Disponha todas as linhas abaixo numa lista JSON de strings, com uma string para cada linha e sem as linhas em branco.

> [Material fornecido]
****

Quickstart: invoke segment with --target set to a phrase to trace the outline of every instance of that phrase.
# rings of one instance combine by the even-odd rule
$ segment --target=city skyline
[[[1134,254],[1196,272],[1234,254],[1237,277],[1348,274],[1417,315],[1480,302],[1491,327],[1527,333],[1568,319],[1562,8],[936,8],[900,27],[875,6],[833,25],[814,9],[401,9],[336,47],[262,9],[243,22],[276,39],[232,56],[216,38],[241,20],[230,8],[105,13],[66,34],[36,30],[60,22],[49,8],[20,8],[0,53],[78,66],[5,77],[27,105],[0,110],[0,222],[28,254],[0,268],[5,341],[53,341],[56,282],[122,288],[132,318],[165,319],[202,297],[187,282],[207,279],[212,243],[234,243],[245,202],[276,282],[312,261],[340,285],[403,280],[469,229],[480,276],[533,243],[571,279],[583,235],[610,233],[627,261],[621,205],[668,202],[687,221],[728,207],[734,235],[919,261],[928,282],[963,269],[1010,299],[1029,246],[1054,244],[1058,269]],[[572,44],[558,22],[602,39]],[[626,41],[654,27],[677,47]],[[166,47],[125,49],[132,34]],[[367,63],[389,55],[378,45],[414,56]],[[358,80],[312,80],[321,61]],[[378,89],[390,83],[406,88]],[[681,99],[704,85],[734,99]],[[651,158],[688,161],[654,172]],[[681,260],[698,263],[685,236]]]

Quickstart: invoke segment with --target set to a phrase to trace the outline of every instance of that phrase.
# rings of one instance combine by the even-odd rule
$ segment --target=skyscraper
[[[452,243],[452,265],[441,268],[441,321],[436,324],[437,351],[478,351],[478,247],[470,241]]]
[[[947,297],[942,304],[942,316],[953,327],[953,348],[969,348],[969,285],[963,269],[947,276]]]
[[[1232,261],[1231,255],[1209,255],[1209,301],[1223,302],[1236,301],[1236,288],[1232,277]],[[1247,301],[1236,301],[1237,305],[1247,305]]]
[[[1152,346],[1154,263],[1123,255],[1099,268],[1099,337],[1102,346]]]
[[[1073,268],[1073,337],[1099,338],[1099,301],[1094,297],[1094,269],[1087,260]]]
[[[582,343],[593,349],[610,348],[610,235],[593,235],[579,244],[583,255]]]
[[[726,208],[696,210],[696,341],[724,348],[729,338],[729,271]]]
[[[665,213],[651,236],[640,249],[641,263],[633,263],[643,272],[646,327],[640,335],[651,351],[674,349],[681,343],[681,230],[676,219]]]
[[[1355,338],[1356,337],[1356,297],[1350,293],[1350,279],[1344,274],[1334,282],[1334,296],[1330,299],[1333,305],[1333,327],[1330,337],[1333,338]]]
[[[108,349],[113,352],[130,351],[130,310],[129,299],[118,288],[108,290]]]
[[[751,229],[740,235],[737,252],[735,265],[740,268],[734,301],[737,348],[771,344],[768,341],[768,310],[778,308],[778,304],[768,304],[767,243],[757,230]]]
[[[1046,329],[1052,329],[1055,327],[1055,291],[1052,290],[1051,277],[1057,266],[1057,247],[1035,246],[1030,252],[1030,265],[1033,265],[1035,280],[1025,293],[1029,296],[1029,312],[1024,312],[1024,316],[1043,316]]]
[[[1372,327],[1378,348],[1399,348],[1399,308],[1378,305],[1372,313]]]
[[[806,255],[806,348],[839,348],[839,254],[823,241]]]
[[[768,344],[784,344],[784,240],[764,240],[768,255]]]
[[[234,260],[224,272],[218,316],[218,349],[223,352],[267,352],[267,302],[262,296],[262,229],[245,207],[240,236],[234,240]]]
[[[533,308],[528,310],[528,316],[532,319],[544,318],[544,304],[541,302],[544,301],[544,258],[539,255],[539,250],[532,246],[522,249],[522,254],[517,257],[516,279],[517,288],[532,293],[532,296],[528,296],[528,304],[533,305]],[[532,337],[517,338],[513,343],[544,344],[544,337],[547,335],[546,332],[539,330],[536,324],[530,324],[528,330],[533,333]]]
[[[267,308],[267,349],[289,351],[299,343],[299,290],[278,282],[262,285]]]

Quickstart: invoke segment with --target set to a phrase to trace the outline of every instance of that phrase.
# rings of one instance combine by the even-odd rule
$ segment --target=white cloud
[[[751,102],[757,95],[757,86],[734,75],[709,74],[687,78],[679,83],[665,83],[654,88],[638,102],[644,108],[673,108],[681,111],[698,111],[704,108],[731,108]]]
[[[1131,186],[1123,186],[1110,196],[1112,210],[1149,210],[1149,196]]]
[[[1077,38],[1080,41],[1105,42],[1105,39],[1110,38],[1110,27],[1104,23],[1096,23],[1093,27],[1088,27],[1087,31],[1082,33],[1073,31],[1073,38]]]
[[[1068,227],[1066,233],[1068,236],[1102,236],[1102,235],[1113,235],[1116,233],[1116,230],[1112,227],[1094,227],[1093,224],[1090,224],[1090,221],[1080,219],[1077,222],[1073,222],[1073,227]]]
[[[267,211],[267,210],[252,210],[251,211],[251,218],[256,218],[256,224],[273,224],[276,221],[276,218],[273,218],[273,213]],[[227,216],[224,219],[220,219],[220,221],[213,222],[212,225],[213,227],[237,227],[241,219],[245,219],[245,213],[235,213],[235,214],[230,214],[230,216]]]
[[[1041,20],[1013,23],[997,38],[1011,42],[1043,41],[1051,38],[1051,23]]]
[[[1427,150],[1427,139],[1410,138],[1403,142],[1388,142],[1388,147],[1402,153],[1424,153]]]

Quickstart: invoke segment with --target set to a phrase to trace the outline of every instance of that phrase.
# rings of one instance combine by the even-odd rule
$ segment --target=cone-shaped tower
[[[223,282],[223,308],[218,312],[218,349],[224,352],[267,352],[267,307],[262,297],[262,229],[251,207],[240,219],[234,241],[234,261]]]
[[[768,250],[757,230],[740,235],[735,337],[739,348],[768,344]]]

****

> [Resultado final]
[
  "Quickstart: invoke segment with --target set to a phrase to trace the outline of every instance of that phrase.",
  "# rings of one instance combine by the even-odd rule",
  "$ segment --target=city skyline",
  "[[[1134,254],[1196,272],[1234,254],[1237,277],[1348,274],[1417,315],[1480,302],[1491,327],[1527,333],[1568,319],[1562,8],[936,8],[900,27],[875,6],[833,25],[814,9],[401,9],[336,47],[262,9],[243,22],[276,39],[232,56],[216,38],[241,20],[230,8],[105,13],[66,34],[36,30],[60,22],[49,8],[20,8],[0,53],[78,66],[5,77],[27,105],[0,110],[0,222],[28,254],[0,268],[5,341],[53,341],[56,282],[122,288],[132,318],[165,319],[202,297],[187,282],[207,279],[212,243],[234,243],[245,202],[276,282],[312,261],[340,285],[403,280],[469,229],[480,276],[533,243],[571,279],[583,235],[610,233],[627,261],[621,205],[668,202],[687,221],[728,207],[734,235],[919,261],[928,282],[963,269],[1010,299],[1029,246],[1054,244],[1058,269]],[[572,44],[558,22],[602,39]],[[626,41],[654,27],[677,47]],[[166,47],[125,49],[132,34]],[[367,63],[389,55],[378,45],[414,56]],[[358,80],[312,80],[321,61]],[[378,89],[390,83],[406,88]],[[681,99],[704,85],[734,99]],[[651,158],[688,161],[654,172]],[[681,260],[698,263],[685,236]]]",
  "Quickstart: invoke segment with --target set to a phrase to trace the outline of every instance of that phrase.",
  "# rings of one instance combine by the even-odd rule",
  "$ segment --target=skyscraper",
  "[[[452,243],[452,265],[441,268],[441,321],[436,324],[437,351],[478,351],[478,247],[470,241]]]",
  "[[[947,297],[942,304],[942,316],[953,327],[953,348],[969,348],[969,285],[963,269],[947,276]]]",
  "[[[1232,261],[1231,255],[1209,255],[1209,301],[1223,302],[1236,301],[1236,288],[1232,277]],[[1247,301],[1236,301],[1237,305],[1247,305]]]",
  "[[[1152,346],[1154,263],[1123,255],[1099,268],[1099,337],[1102,346]]]",
  "[[[1073,268],[1073,337],[1099,338],[1099,301],[1094,297],[1094,269],[1087,260]]]",
  "[[[582,343],[593,349],[610,348],[610,235],[593,235],[579,244],[583,255]]]",
  "[[[726,208],[696,210],[696,341],[724,348],[729,338],[729,271]]]",
  "[[[665,213],[651,236],[640,249],[641,263],[633,263],[643,272],[646,327],[640,335],[651,351],[674,349],[681,343],[681,230],[676,219]]]",
  "[[[1355,338],[1356,337],[1356,297],[1350,293],[1350,279],[1344,274],[1334,282],[1334,296],[1330,299],[1333,305],[1333,327],[1330,337],[1333,338]]]",
  "[[[108,349],[113,352],[130,351],[130,310],[129,299],[118,288],[108,290]]]",
  "[[[751,229],[740,235],[737,252],[735,265],[740,268],[734,301],[737,348],[771,344],[768,341],[768,310],[778,308],[778,304],[768,304],[767,243],[757,230]]]",
  "[[[1046,329],[1052,329],[1055,327],[1055,291],[1052,290],[1051,277],[1057,266],[1057,247],[1035,246],[1030,252],[1030,265],[1033,265],[1035,280],[1025,293],[1029,296],[1029,312],[1024,312],[1024,316],[1043,316]]]",
  "[[[1372,327],[1378,348],[1399,348],[1399,308],[1378,305],[1372,313]]]",
  "[[[806,255],[806,348],[839,348],[839,254],[823,241]]]",
  "[[[768,344],[784,344],[784,240],[764,240],[768,255]]]",
  "[[[234,260],[224,272],[218,316],[218,349],[223,352],[267,352],[267,302],[262,296],[262,229],[245,207],[240,236],[234,240]]]",
  "[[[533,308],[528,310],[528,316],[532,319],[544,318],[544,304],[541,302],[544,301],[544,258],[539,255],[539,250],[532,246],[522,249],[522,254],[517,257],[516,279],[517,288],[532,293],[532,296],[528,296],[528,304],[533,305]],[[532,337],[517,338],[513,343],[544,344],[544,337],[547,335],[546,332],[539,330],[536,324],[530,324],[528,330],[533,333]]]",
  "[[[267,308],[267,349],[289,351],[299,343],[299,290],[278,282],[262,285]]]",
  "Quickstart: invoke segment with --target set to a phrase to trace the outline of every instance of that phrase.",
  "# rings of one instance combine by the even-odd rule",
  "$ segment --target=white cloud",
  "[[[751,102],[757,95],[757,86],[734,75],[709,74],[687,78],[679,83],[665,83],[654,88],[638,102],[644,108],[673,108],[681,111],[698,111],[704,108],[731,108]]]",
  "[[[1131,186],[1123,186],[1110,196],[1112,210],[1149,210],[1149,196]]]",
  "[[[1077,38],[1080,41],[1105,42],[1105,39],[1110,38],[1110,27],[1104,23],[1096,23],[1093,27],[1088,27],[1087,31],[1082,33],[1073,31],[1073,38]]]",
  "[[[1068,227],[1066,233],[1068,236],[1102,236],[1102,235],[1113,235],[1116,233],[1116,230],[1112,227],[1094,227],[1093,224],[1090,224],[1090,221],[1080,219],[1077,222],[1073,222],[1073,227]]]",
  "[[[267,211],[267,210],[252,210],[251,211],[251,218],[256,218],[256,224],[273,224],[276,221],[276,218],[273,218],[273,213]],[[227,216],[224,219],[220,219],[220,221],[213,222],[212,225],[213,227],[237,227],[241,219],[245,219],[245,213],[235,213],[235,214],[230,214],[230,216]]]",
  "[[[1041,20],[1013,23],[997,38],[1011,42],[1043,41],[1051,38],[1051,23]]]",
  "[[[1427,150],[1427,139],[1410,138],[1403,142],[1388,142],[1388,147],[1402,153],[1424,153]]]",
  "Quickstart: invoke segment with --target set to a phrase to trace the outline of every instance of that phrase.",
  "# rings of one instance combine by the even-odd rule",
  "$ segment --target=cone-shaped tower",
  "[[[223,282],[223,308],[218,312],[218,349],[224,352],[267,352],[267,307],[262,297],[262,229],[251,207],[240,219],[234,241],[234,261]]]",
  "[[[768,250],[757,230],[740,235],[735,337],[739,348],[768,344]]]"
]